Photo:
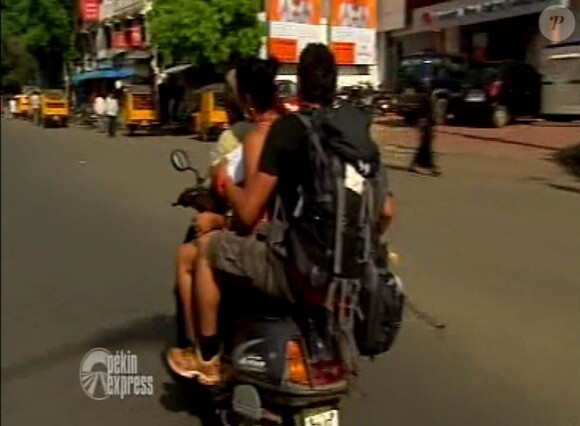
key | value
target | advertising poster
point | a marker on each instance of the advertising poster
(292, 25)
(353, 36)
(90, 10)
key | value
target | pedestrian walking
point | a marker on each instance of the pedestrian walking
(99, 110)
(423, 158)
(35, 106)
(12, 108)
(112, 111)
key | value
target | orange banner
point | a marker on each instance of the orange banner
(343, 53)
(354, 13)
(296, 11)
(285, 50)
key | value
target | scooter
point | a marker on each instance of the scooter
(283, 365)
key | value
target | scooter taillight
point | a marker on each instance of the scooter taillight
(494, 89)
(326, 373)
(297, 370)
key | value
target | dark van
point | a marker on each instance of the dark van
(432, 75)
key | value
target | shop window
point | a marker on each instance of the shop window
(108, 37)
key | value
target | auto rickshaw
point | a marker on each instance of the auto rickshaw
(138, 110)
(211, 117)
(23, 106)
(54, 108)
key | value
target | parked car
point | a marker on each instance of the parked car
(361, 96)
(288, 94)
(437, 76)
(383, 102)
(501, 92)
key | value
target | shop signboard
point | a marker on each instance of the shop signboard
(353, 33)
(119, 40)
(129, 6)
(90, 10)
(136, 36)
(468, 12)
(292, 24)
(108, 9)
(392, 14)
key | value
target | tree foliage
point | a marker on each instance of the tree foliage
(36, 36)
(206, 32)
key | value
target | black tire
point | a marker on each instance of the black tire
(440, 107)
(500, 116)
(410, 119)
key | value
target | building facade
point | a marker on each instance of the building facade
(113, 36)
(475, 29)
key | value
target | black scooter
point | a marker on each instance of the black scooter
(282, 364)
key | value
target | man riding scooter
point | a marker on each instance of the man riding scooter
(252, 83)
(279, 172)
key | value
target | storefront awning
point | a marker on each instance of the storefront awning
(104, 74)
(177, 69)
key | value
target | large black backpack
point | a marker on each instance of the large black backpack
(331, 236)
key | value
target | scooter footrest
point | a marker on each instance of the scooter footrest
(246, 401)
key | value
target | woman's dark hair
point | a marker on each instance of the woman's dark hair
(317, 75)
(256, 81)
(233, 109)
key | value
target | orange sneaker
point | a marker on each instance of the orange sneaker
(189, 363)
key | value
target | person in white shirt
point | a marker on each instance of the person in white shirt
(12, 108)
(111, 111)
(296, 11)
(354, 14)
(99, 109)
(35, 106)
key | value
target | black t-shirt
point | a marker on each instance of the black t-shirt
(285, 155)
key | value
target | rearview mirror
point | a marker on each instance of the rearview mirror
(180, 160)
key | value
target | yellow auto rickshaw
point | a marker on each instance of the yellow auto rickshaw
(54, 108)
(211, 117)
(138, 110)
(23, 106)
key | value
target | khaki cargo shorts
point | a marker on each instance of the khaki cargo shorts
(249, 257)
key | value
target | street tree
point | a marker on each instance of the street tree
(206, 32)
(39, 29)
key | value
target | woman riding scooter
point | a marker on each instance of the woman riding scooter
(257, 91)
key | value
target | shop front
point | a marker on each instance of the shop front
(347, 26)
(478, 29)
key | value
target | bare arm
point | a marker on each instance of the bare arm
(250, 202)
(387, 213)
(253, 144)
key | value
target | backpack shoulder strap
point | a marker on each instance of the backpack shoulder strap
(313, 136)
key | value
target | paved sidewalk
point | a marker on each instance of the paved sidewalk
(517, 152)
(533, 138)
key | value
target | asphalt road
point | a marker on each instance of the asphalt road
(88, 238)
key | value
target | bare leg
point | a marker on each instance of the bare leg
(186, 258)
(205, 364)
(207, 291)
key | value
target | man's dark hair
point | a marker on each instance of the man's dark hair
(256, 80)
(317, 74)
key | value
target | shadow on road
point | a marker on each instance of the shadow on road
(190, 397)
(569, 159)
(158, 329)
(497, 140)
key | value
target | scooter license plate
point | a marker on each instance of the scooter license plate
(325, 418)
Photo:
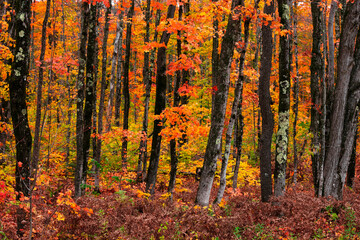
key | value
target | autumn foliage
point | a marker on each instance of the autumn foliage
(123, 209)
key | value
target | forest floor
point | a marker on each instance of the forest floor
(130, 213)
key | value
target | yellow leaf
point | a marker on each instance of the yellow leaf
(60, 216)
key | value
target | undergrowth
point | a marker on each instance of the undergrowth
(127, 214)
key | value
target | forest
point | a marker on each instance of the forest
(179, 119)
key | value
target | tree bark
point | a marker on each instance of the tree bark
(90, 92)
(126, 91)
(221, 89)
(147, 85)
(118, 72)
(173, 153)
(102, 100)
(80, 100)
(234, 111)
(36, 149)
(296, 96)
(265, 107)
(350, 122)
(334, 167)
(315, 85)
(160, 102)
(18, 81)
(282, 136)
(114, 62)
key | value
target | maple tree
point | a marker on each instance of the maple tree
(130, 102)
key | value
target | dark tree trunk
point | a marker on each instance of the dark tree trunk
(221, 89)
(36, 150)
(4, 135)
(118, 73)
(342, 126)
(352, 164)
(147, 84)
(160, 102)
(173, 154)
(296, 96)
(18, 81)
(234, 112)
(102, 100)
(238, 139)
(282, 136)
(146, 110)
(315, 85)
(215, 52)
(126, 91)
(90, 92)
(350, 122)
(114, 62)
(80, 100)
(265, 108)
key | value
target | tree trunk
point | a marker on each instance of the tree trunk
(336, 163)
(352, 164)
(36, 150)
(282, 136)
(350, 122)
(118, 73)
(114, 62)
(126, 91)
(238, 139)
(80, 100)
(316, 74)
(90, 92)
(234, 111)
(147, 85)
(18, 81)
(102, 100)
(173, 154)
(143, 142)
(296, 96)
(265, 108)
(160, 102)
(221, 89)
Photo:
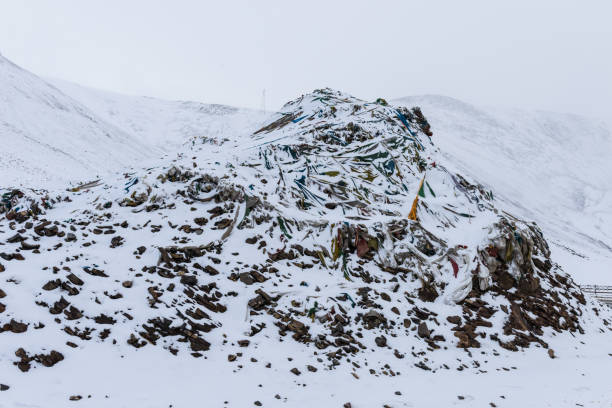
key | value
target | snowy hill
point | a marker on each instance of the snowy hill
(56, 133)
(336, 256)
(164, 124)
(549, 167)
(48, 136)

○ ○ ○ ○ ○ ○ ○

• [TASK PROMPT]:
As you output the material, omit the pictures but alter nothing else.

• [FINAL ANSWER]:
Photo:
key | value
target | advertising poster
point | a marker on each instance of the advertising poster
(292, 25)
(353, 36)
(90, 10)
key | value
target | pedestrian walking
point | a marker on each instance of the pedestrian walking
(99, 110)
(423, 158)
(35, 106)
(12, 108)
(112, 111)
key | value
target | orange banner
point | a marker on each instance of the orange banner
(343, 53)
(354, 13)
(296, 11)
(285, 50)
key | value
target | scooter
point | a marker on each instance of the scooter
(283, 365)
key | value
target | scooter taillight
point | a marker on each instance of the scooter taillight
(494, 89)
(326, 373)
(297, 370)
key | value
target | dark van
point | a marker on each instance of the dark van
(432, 75)
key | value
target | shop window
point | a marker on each instance of the shop window
(108, 37)
key | value
target | auto rickshaw
point | a marker on each instance of the auto rickshaw
(138, 110)
(211, 117)
(23, 106)
(54, 108)
key | value
target | parked car
point | a marker on each instance of the parked car
(361, 96)
(288, 94)
(437, 76)
(383, 102)
(501, 92)
key | value
target | shop signboard
point | a marker on each instance of the shop signboard
(353, 33)
(119, 40)
(129, 6)
(90, 10)
(136, 36)
(468, 12)
(292, 24)
(108, 9)
(392, 14)
key | value
target | tree foliage
point | a marker on each instance of the tree foliage
(36, 36)
(206, 32)
key | value
target | black tire
point | a marker on each instance of the black tire
(440, 107)
(500, 116)
(410, 119)
key | value
target | building facade
point | a marker on each instance of the building facade
(113, 36)
(475, 29)
key | value
target | black scooter
point | a marker on each instance of the black scooter
(282, 364)
key | value
target | man riding scooter
point | a marker on each instance of the man riding scooter
(252, 83)
(279, 172)
key | value
target | storefront awning
point | a marker on each instance of the storefront awning
(104, 74)
(177, 69)
key | value
target | large black backpack
point | a marker on each instance of the large black backpack
(331, 236)
key | value
target | scooter footrest
point | a marker on each instance of the scooter footrest
(246, 401)
key | value
target | woman's dark hair
point | a marker on each instance of the woman's dark hair
(317, 75)
(256, 81)
(233, 109)
key | value
target | orange sneaker
point | a marker on each instance of the orange sneaker
(189, 363)
key | value
target | person in white shirt
point | a marker on each instance of the person in white shirt
(12, 108)
(111, 111)
(296, 11)
(354, 14)
(99, 109)
(35, 106)
key | value
target | black t-shirt
point | a marker on each instance of the black t-shirt
(285, 155)
key | value
target | rearview mirror
point | a marker on each instance of the rearview mirror
(180, 160)
key | value
target | yellow auto rickshaw
point | a marker on each instance of the yellow auto rickshaw
(54, 108)
(211, 117)
(138, 110)
(23, 106)
key | value
target | khaki cargo shorts
point | a marker on each instance of the khaki cargo shorts
(249, 257)
key | value
target | street tree
point | a marker on each instance of the street tree
(206, 32)
(39, 29)
key | value
target | woman riding scooter
point | a marker on each instance of the woman riding scooter
(257, 91)
key | value
target | shop front
point | a marker on each instance of the shop front
(347, 26)
(478, 29)
key | value
target | bare arm
point | a marker on each instance of the bare arm
(250, 202)
(387, 213)
(253, 144)
key | value
target | backpack shoulder strap
point | a marker on each instance of the backpack shoulder strap
(313, 136)
key | value
target | paved sidewalk
point | a marker on each instance of the paved sidewalk
(517, 152)
(533, 138)
key | value
target | asphalt road
point | a marker on each instance of the asphalt road
(88, 238)
key | value
target | bare leg
point | a marker on each instance of the bare leg
(186, 258)
(205, 364)
(207, 291)
key | value
target | man's dark hair
point | a marker on each instance of the man's dark hair
(256, 80)
(317, 74)
key | value
target | shadow on road
point | a marker on each instance of the shadow on road
(190, 397)
(569, 159)
(158, 329)
(497, 140)
key | value
target | scooter license plate
point | a marker on each instance of the scooter license plate
(325, 418)
Photo:
key | value
target | autumn foliage
point | a marker on each instance of the autumn foliage
(123, 209)
key | value
target | forest floor
point | a marker on each instance of the forest floor
(130, 213)
key | value
target | yellow leaf
point | a marker on each instance of the yellow leaf
(60, 216)
key | value
target | undergrowth
point | a marker on each instance of the undergrowth
(127, 214)
key | value
target | forest
point | a marker on each instance of the forest
(179, 119)
key | value
target | tree bark
point | a marker on each instance of the tree bark
(90, 92)
(126, 91)
(221, 89)
(147, 85)
(118, 72)
(173, 153)
(102, 100)
(80, 100)
(234, 111)
(36, 149)
(296, 96)
(265, 107)
(350, 122)
(334, 167)
(315, 85)
(160, 102)
(18, 81)
(282, 136)
(114, 62)
key | value
target | maple tree
point | a marker on each instance of the maple tree
(130, 102)
key | value
target | dark tree trunk
point | a marker on each instance of the dark tree trunk
(221, 89)
(36, 150)
(4, 135)
(118, 73)
(342, 126)
(352, 164)
(147, 84)
(160, 102)
(173, 154)
(296, 96)
(18, 81)
(234, 112)
(102, 100)
(238, 139)
(282, 136)
(146, 110)
(315, 85)
(215, 52)
(126, 91)
(90, 92)
(350, 122)
(114, 62)
(80, 100)
(265, 108)
key | value
target | tree trunk
point | a marker on each instance of the tree trunk
(336, 163)
(352, 164)
(36, 150)
(282, 136)
(350, 122)
(118, 73)
(114, 62)
(126, 91)
(238, 139)
(80, 100)
(316, 74)
(90, 92)
(234, 111)
(147, 85)
(18, 81)
(102, 100)
(173, 154)
(143, 142)
(296, 96)
(265, 108)
(160, 102)
(221, 89)
Photo:
key | value
target | snowy hill
point | a marker on each instance of the snowy hill
(56, 133)
(336, 256)
(164, 124)
(549, 167)
(48, 136)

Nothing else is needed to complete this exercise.